start MATERIALS PROVIDED

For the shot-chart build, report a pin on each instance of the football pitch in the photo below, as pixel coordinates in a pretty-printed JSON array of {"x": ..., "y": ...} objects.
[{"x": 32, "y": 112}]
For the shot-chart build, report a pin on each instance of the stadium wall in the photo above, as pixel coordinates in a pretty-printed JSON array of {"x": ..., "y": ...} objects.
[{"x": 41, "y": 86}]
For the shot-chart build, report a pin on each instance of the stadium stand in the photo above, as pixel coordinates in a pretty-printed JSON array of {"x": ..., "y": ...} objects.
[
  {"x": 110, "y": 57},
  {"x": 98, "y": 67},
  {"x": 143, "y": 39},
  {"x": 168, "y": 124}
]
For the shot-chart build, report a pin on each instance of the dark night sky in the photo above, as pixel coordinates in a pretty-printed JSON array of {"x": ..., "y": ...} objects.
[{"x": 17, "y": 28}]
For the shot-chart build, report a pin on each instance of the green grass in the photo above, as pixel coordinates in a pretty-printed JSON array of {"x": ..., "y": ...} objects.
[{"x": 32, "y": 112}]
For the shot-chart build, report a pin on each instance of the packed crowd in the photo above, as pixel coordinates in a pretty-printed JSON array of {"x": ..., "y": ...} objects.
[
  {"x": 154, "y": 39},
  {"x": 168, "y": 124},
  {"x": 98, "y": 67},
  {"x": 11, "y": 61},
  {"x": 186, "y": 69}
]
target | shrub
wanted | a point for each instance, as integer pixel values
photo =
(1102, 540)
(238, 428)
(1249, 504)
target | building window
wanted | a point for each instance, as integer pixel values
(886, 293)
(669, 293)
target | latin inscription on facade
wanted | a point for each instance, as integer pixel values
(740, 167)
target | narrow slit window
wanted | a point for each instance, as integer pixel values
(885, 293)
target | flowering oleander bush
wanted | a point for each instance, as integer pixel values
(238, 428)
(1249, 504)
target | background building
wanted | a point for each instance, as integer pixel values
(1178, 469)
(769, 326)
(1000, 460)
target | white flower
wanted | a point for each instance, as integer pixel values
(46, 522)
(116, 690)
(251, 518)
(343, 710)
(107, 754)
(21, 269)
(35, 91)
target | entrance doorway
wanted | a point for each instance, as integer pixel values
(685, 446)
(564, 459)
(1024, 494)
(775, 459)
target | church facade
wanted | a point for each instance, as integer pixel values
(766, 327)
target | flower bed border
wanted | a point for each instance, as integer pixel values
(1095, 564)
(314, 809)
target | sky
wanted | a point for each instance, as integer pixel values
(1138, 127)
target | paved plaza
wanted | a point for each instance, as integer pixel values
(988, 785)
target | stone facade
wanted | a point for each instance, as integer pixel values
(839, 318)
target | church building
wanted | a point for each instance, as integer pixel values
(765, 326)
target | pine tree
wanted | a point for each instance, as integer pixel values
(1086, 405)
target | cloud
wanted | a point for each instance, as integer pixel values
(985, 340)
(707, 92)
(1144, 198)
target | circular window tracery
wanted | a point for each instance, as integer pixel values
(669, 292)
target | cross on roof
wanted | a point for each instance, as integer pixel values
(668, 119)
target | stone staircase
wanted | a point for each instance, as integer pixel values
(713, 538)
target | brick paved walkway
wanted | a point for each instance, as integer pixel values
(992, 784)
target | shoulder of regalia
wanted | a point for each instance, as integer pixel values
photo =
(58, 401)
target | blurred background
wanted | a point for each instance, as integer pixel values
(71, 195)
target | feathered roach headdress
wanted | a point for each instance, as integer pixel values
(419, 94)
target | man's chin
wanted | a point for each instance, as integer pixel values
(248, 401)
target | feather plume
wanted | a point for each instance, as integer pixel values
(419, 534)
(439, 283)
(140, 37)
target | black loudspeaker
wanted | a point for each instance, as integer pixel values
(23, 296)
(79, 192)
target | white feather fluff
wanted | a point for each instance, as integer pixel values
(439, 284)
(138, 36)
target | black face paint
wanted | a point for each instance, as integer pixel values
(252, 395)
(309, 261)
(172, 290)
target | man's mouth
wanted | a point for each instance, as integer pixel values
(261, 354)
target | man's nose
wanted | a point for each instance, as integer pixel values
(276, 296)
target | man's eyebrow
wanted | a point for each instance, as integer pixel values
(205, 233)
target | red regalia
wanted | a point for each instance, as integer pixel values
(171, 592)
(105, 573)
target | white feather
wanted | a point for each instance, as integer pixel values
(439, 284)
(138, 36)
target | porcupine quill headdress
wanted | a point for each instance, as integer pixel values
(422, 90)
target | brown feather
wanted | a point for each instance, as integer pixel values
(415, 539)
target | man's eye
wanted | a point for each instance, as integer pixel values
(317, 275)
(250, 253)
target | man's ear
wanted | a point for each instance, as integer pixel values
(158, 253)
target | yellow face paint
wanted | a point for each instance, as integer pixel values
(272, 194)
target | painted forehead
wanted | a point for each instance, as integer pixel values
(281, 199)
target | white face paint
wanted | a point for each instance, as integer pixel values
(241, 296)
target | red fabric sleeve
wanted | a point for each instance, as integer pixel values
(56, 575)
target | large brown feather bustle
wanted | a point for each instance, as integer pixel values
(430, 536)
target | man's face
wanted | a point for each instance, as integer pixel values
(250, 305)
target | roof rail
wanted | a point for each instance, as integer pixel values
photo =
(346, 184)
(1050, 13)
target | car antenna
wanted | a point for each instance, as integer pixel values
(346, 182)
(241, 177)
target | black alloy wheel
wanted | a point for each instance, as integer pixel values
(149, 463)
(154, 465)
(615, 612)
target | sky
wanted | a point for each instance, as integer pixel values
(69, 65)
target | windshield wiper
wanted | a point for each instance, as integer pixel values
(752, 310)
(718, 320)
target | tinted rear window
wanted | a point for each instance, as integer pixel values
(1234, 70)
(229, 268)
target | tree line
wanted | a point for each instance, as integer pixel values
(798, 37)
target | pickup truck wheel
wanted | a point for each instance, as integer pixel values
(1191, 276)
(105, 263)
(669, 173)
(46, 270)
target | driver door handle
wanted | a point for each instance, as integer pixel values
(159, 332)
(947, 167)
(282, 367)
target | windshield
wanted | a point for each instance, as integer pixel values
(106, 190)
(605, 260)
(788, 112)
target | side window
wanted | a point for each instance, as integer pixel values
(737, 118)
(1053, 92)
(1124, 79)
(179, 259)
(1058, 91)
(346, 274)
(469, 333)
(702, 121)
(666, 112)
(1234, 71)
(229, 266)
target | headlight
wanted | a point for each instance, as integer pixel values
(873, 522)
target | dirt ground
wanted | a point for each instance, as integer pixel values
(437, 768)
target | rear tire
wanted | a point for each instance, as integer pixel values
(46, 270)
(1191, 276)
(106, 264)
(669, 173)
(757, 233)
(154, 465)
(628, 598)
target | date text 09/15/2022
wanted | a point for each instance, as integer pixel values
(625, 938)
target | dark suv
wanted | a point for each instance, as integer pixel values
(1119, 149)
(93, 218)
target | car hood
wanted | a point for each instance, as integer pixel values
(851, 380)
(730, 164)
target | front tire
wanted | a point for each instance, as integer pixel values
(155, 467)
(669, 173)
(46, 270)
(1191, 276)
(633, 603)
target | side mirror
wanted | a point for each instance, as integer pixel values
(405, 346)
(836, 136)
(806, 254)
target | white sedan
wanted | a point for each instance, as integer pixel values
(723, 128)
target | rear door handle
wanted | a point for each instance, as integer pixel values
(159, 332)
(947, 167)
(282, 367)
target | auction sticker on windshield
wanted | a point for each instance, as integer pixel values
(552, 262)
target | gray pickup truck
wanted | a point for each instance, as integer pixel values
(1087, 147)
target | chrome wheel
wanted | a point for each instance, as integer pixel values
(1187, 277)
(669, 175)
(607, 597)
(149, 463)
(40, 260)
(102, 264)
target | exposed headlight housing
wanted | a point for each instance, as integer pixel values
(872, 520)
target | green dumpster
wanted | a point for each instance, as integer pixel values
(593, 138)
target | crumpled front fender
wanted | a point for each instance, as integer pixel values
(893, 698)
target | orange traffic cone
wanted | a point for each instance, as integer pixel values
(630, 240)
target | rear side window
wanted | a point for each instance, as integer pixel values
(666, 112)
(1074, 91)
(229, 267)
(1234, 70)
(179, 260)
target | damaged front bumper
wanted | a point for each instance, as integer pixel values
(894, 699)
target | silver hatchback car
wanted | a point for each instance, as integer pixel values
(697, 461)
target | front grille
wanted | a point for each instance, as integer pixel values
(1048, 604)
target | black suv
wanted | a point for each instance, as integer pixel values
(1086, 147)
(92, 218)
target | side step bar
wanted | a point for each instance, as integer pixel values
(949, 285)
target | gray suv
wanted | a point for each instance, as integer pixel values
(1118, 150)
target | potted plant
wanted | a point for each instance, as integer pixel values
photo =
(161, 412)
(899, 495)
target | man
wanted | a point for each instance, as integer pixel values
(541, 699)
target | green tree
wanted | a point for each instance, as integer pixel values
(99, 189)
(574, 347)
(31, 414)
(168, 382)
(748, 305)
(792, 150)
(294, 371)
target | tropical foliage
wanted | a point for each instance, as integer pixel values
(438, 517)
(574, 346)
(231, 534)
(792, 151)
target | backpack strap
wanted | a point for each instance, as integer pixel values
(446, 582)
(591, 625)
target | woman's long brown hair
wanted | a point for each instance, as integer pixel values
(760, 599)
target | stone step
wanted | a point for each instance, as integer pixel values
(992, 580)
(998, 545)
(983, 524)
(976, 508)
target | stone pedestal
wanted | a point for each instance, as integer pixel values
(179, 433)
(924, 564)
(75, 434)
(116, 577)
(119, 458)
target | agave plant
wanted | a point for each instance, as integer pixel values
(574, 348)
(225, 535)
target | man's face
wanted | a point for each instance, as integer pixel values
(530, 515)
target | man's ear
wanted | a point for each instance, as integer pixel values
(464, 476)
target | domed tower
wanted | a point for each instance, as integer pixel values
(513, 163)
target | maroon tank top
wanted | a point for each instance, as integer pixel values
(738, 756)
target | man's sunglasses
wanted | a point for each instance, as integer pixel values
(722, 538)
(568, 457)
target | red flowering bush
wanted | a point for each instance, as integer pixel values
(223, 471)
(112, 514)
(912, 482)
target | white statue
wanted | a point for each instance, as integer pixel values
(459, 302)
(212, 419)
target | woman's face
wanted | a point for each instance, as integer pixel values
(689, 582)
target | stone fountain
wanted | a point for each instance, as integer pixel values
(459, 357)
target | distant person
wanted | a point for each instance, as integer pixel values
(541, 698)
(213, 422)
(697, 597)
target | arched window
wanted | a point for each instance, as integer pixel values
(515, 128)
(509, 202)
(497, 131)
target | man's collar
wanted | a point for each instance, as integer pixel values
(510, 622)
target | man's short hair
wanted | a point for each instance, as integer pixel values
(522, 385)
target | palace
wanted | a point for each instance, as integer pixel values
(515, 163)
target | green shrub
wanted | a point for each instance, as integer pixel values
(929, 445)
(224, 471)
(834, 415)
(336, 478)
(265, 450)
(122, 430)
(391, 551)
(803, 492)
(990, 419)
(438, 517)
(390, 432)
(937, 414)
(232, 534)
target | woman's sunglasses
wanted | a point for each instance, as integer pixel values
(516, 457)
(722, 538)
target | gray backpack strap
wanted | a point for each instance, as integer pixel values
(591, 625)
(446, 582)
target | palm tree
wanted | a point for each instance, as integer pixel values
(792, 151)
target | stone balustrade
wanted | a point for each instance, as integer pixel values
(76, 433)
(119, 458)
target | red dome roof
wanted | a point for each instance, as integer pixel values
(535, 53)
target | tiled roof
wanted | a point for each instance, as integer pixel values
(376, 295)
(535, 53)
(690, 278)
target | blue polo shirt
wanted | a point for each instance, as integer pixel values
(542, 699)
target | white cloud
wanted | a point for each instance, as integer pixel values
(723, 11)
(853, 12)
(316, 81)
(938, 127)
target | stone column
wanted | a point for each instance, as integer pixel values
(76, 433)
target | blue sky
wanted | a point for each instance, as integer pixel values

end MATERIALS PROVIDED

Return only the lines running from the line with "target | man's collar" to the last line of the records, both included, exactly as written.

target | man's collar
wanted | a point for each instance, as integer pixel values
(510, 622)
target | man's short hair
wanted | a point for each instance, as integer pixel values
(522, 385)
target | palace
wanted | a point for each instance, as integer pixel values
(515, 163)
target | green shrub
wanted | a point for each instance, as integer pixel values
(929, 445)
(224, 471)
(834, 415)
(336, 478)
(265, 450)
(122, 430)
(391, 551)
(803, 492)
(990, 419)
(438, 517)
(390, 432)
(937, 414)
(232, 534)
target | woman's sunglasses
wanted | a point for each instance, as integer pixel values
(516, 457)
(722, 538)
target | gray backpack strap
wanted | a point for each instance, as integer pixel values
(591, 625)
(446, 582)
target | palm tree
wanted | a point for each instance, as integer pixel values
(792, 151)
target | stone balustrade
wanted | a point for each instance, as integer pixel values
(76, 433)
(119, 458)
target | red dome roof
wanted | a point for each instance, as integer pixel values
(535, 53)
target | tiled roof
wanted | a point for each instance, as integer pixel values
(376, 295)
(535, 53)
(690, 278)
target | blue polo shirt
wanted | a point for each instance, as integer pixel values
(542, 699)
target | white cloud
wanted | a point for each instance, as integer pixel values
(723, 11)
(853, 12)
(316, 81)
(938, 127)
target | stone column
wanted | a point for each instance, as integer pixel values
(76, 433)
target | blue sky
wanted | a point for each instance, as integer pixel values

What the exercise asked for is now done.